◆ **STATED EXERCISE**: Arrange the rows below as a two-column CSV with the header request,points and one line per row. Put each row's full text in the first column and its answer in the second, wrapping each field in double quotes and turning line breaks into spaces.

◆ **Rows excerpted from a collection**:
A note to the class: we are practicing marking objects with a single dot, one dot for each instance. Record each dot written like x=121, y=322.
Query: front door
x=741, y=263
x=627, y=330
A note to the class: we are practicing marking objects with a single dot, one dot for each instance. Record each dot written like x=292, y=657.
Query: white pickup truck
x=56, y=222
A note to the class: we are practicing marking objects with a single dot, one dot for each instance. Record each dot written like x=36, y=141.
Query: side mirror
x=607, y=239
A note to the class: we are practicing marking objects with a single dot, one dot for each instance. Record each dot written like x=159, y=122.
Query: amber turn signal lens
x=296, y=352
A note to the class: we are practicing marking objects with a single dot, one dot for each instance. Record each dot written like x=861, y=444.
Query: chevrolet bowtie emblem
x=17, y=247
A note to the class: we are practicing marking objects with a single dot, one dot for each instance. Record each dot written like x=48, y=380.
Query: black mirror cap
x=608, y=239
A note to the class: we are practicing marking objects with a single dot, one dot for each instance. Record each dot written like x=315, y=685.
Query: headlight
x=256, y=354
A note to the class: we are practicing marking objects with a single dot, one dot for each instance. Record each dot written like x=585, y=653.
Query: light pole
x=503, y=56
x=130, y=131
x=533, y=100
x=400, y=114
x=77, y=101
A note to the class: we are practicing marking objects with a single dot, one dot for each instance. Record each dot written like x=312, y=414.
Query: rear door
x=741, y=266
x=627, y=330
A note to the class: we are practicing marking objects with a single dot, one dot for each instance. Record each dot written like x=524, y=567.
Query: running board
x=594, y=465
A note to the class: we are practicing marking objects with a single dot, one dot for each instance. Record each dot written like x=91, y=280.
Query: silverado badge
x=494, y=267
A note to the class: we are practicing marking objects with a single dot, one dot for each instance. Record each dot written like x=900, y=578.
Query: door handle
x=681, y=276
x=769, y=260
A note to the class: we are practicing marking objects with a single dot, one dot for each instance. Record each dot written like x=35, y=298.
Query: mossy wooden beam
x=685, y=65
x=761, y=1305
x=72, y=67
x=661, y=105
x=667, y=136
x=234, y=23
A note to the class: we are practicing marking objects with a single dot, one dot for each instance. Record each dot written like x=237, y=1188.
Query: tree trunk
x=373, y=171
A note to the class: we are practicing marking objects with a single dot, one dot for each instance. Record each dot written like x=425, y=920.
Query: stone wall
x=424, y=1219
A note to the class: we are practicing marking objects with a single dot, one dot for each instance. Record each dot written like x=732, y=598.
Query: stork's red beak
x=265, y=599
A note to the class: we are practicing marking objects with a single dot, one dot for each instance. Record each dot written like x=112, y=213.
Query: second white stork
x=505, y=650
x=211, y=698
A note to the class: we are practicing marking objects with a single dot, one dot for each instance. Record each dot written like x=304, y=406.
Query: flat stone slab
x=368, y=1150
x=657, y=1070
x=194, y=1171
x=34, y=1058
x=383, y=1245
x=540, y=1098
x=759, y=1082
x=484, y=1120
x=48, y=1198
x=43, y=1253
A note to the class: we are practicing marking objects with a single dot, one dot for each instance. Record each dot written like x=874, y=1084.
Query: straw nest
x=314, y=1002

◆ **IN RESPONSE**:
request,points
"A note to the class: we are practicing marking objects with a single dot, one dot for each instance. Record each dot written like x=121, y=322. Query: front door","x=741, y=263 x=627, y=330"
"A note to the class: we are practicing marking objects with a single dot, one dot for each instance. Record each dot written like x=292, y=657. Query: white pickup truck","x=56, y=222"
"A note to the class: we are practicing marking objects with a single dot, one dot for each instance. Record each dot written like x=36, y=141. Query: side mirror","x=607, y=239"
"A note to the class: we are practicing marking objects with a single dot, one dot for each instance. Record each dot written like x=159, y=122. Query: amber turn signal lens","x=296, y=352"
"A note to the class: we are practicing marking objects with a single dot, one dot for each instance. Record each dot written like x=861, y=444. Query: chevrolet bowtie emblem","x=17, y=247"
"A note to the class: we are practicing marking objects with a single dot, one dot for each instance. Record each dot written like x=48, y=380. Query: black mirror cap","x=608, y=239"
"A note to the class: we are practicing marking objects with a single dot, one dot for each instance. Record each dot written like x=315, y=685. Query: headlight","x=256, y=354"
"A note to the class: we are practicing marking objects with a single dot, one dot for each instance. Record each dot written like x=585, y=653. Query: light pole","x=503, y=56 x=130, y=131 x=533, y=100 x=400, y=114 x=77, y=101"
"A note to the class: we are practicing marking objects with a single dot, one dot for each instance. Record each dot written like x=312, y=414. Query: rear door","x=741, y=266 x=627, y=330"
"A note to the class: we are practicing marking objects with a single dot, one dot for each instance. Record each dot written like x=524, y=567. Query: running board","x=594, y=465"
"A note to the class: we are practicing marking objects with a single dot, one dot for each instance. Record each dot written like x=91, y=280. Query: silverado badge","x=494, y=267"
"A note to the class: we are practicing marking objects with a single dot, one dot for each instance. Record each dot written like x=900, y=578. Query: door handle","x=681, y=276 x=769, y=260"
"A note to the class: we are practicing marking objects with a single dot, one dot for each instance. Record each dot written like x=35, y=298. Query: mossy wooden beam","x=685, y=65 x=761, y=1305 x=72, y=67 x=661, y=105 x=667, y=136 x=234, y=23"
"A note to the class: we are practicing marking objects with a single dot, one dot for each instance. Record each dot written like x=237, y=1188. Query: tree trunk","x=373, y=171"
"A note to the class: we are practicing marking objects with a single dot, one dot for each instance. Record each dot written like x=425, y=920. Query: stone wall","x=424, y=1219"
"A note to the class: we are practicing marking objects with a single dot, one dot for each instance. Record each dot written like x=732, y=598. Query: stork's red beak","x=265, y=599"
"A note to the class: we are practicing marking objects with a single dot, one dot for each instance. Record each dot written like x=112, y=213. Query: second white stork","x=505, y=650 x=211, y=698"
"A note to the class: we are practicing marking objects with a single dot, one dot for each instance. Record each dot written like x=304, y=406. Query: flat stone slab","x=368, y=1150 x=657, y=1070 x=194, y=1171 x=34, y=1058 x=383, y=1245 x=540, y=1098 x=759, y=1082 x=484, y=1120 x=48, y=1198 x=43, y=1253"
"A note to the class: we are practicing marking objects with a single dot, one dot for each instance. Record each dot written like x=874, y=1084. Query: straw nest","x=314, y=1002"